Texto para leer:
Un regalo lleno de intención como lo era la mención del nieto. No de Carlos, al que no se nombra, sino de Fernando, nacido en Castilla con nombre castellano: de las rentas reales se detraían dos millones de maravedís para montar su casa. Se trataba de lograr de este niño, que apenas berreaba en la cuna, una vinculación con la tierra de su  nacimiento que le indujera a permanecer en ella (aunque luego tomó la corona austríaca y no España). La meta prevista era que Fernando, el Rey, siguiera conservando el protagonismo, en nombre de la hija, como lo tuviera en nombre de la esposa. El Testamento es un mensaje de amor conyugal, aquel que se desarrolla sobre el eje dimensional de los deberes, el apoyo recíproco, la convivencia respetuosa. Dejando aparte almibaradas leyendas, Fernando e Isabel se casaron por razones políticas y fue el suyo un matrimonio de pura conveniencia en el sentido más noble de la palabra. Pero al tiempo, al hacer del matrimonio una dimensión de cumplimiento religioso, pasando por encima de circunstanciales infidelidades del marido, ambos se comprendieron y, al comprenderse, se amaron. Los historiadores tenemos que perder el miedo a ciertas palabras. Al acercarse el momento de su muerte, Isabel tuvo la conciencia de que una de sus mayores fortunas había sido poder contar con tal marido.
Mientras Isabel agonizaba, el comendador Fuensalida, embajador en Flandes, iba desvelando la traína de un plan de Felipe para obligar a Juana a firmar el documento que le transmitía todos los poderes, algo a lo que ella firmemente se negó. El 23 de noviembre un correo especial trajo una terrible carta que, me parece. no fue dada ya a conocer a la Reina. El mismo día firmaba ésta un codicilo que era la respuesta a las intrigas borgoñonas.

Qué hacer:
**a.** Reproduce del texto sobre el testamento de Isabel el pasaje que empieza con "Mientras Isabel agonizaba, el" y sigue hasta "las intrigas borgoñonas.".
**b.** Prosigue el texto sobre el testamento de Isabel a partir de donde termina.

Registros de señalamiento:

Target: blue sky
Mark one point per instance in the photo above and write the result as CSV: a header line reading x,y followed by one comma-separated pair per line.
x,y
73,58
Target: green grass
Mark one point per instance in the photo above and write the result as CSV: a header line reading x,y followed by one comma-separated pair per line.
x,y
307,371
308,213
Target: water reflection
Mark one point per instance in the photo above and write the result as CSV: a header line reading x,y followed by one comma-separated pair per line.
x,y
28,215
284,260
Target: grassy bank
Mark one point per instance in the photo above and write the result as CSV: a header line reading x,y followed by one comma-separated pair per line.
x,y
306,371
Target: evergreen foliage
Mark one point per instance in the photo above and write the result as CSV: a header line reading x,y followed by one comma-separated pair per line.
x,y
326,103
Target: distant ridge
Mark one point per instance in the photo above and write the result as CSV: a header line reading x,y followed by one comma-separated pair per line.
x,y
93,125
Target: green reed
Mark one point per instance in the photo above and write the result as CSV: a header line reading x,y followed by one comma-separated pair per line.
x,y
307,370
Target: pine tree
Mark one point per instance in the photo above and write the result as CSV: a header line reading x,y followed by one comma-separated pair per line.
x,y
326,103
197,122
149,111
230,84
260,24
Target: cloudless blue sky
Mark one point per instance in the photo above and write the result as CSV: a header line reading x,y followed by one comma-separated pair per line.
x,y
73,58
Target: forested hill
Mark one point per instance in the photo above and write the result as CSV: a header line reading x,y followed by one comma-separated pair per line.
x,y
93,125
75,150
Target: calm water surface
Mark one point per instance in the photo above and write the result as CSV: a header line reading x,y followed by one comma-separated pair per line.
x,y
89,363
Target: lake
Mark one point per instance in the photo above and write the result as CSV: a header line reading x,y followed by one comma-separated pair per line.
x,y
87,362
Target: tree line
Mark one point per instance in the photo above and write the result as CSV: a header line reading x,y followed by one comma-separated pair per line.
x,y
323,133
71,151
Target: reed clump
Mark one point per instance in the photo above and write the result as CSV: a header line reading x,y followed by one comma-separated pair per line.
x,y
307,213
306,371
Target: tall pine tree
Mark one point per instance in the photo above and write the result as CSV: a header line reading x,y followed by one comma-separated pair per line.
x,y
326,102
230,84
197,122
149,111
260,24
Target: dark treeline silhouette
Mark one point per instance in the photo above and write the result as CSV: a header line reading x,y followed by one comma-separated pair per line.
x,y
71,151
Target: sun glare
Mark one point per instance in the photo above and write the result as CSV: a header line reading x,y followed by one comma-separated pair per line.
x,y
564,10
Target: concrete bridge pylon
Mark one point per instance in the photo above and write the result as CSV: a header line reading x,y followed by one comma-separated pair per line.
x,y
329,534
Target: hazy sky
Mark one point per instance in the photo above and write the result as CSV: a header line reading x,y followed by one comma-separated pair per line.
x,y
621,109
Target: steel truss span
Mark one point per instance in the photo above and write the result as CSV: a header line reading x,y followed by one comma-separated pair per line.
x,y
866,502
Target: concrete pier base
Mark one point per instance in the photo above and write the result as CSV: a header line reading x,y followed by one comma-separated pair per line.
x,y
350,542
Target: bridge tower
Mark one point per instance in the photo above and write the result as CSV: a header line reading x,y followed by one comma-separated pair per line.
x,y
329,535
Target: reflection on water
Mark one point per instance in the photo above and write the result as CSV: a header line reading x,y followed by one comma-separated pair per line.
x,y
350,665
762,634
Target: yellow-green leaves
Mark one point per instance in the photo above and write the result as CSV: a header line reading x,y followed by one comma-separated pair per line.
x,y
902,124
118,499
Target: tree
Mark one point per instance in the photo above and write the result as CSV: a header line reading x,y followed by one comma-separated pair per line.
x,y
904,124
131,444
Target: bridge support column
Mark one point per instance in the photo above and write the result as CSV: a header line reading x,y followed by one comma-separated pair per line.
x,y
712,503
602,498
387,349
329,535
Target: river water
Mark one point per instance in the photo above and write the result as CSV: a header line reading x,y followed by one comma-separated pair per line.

Respuestas:
**a.**
Mientras Isabel agonizaba, el comendador Fuensalida, embajador en Flandes, iba desvelando la traína de un plan de Felipe para obligar a Juana a firmar el documento que le transmitía todos los poderes, algo a lo que ella firmemente se negó. El 23 de noviembre un correo especial trajo una terrible carta que, me parece. no fue dada ya a conocer a la Reina. El mismo día firmaba ésta un codicilo que era la respuesta a las intrigas borgoñonas.

**b.**
Cuando Juana no estuviese en los reinos o «estando en ellos no quiera (caso del documento solicitado por Felipe) o no pueda (caso de incapacitación formal) atender en la gobernación», de ésta se haría cargo Fernando. Para que no hubiera duda se añadió que así lo habían solicitado las Cortes de Toledo, Madrid y Alcalá en los años inmediatamente anteriores, y así lo habían aprobado prelados y grandes reunidos en Consejo. Desde el punto de vista del codicilo y sus disposiciones no cabe duda de que Felipe cometió después con ayuda de nobles y prelados una usurpación de funciones.
Con independencia de esta previsión, Isabel ordenaba a Juana y su marido que mostrasen obediencia y honor a Fernando porque el «excelente rey» era su padre y estaba «dotado y ungido de tales y tantas virtudes», así como de «mucha experiencia, lo que le convertía en la más útil persona. Al disponer su enterramiento en Granada —su Granada— encargó que también, en su momento, se llevase allí el cuerpo del marido “para que el ayuntamiento que tuvimos viviendo y en nuestras almas.., en el cielo lo tengan”, según «espero en la misericordia de Dios». Encima una losa sencilla con sus nombres, sin escultura alguna, para que los visitantes supiesen que se hallaban en la presencia humilde y descarnada de una majestad que, llegada a su fin, rendía cuentas a Dios. Este deseo no sería respetado. Primero, Carlos V decidió que se hiciese el mausoleo que ahora conocemos. Después, los soldados de Napoleón abrieron las tumbas, y al no hallar otros tesoros que ceniza, polvo y nada, las aventaron.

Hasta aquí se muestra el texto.